Please extract the passage of the forum thread below about the deleted Actor/Actress game, from "## Chris Blount" to "(May 17, 2010)".

Start of Text section

# What happened to the Actor/Actress game?



## Chris Blount (Jun 22, 2001)

Just to let you guys know. Due to database issues, the Actor/Actress movie game thread needed to be deleted. The thread was very, very large and was causing some glitches in the database. 

Sorry about that.


----------



## MysteryMan (May 17, 2010)

Chris Blount said:


> Just to let you guys know. Due to database issues, the Actor/Actress movie game thread needed to be deleted. The thread was very, very large and was causing some glitches in the database.
> 
> Sorry about that.


On a positive note it was the only thread that didn't have any whining, debating or moderator interjection.


----------



## AttiTech (Feb 21, 2011)

MysteryMan said:


> On a positive note it was the only thread that didn't have any whining, debating or moderator interjection.


haha Well it was fun while it lasted!


----------



## spartanstew (Nov 16, 2005)

MysteryMan said:


> On a positive note it was the only thread that didn't have any whining, debating or moderator interjection.

End of Text section
Start of Data section

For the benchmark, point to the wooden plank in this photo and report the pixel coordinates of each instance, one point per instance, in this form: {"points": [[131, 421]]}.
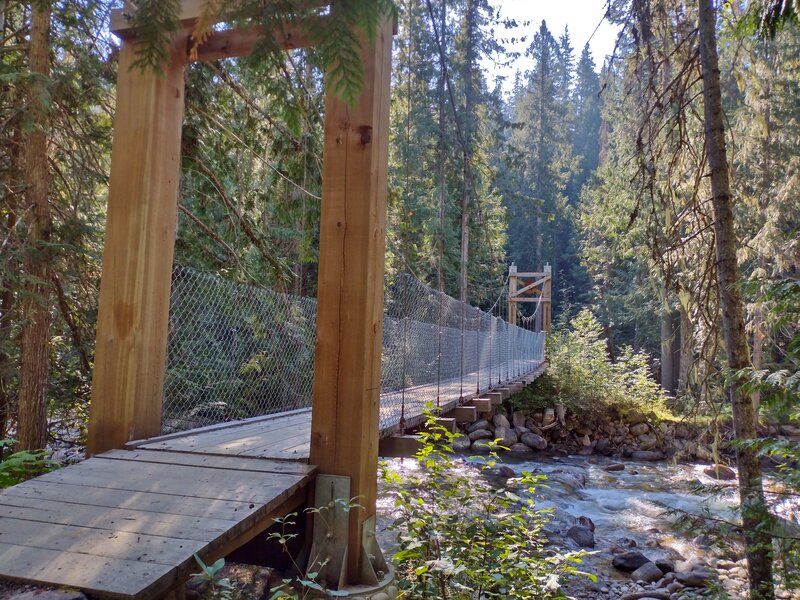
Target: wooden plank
{"points": [[496, 398], [163, 550], [253, 421], [139, 243], [38, 493], [346, 391], [400, 446], [190, 10], [449, 424], [107, 577], [173, 479], [243, 41], [228, 463], [114, 519], [465, 414]]}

End of Data section

• **Task result**
## Chris Blount (Jun 22, 2001)

Just to let you guys know. Due to database issues, the Actor/Actress movie game thread needed to be deleted. The thread was very, very large and was causing some glitches in the database. 

Sorry about that.


----------



## MysteryMan (May 17, 2010)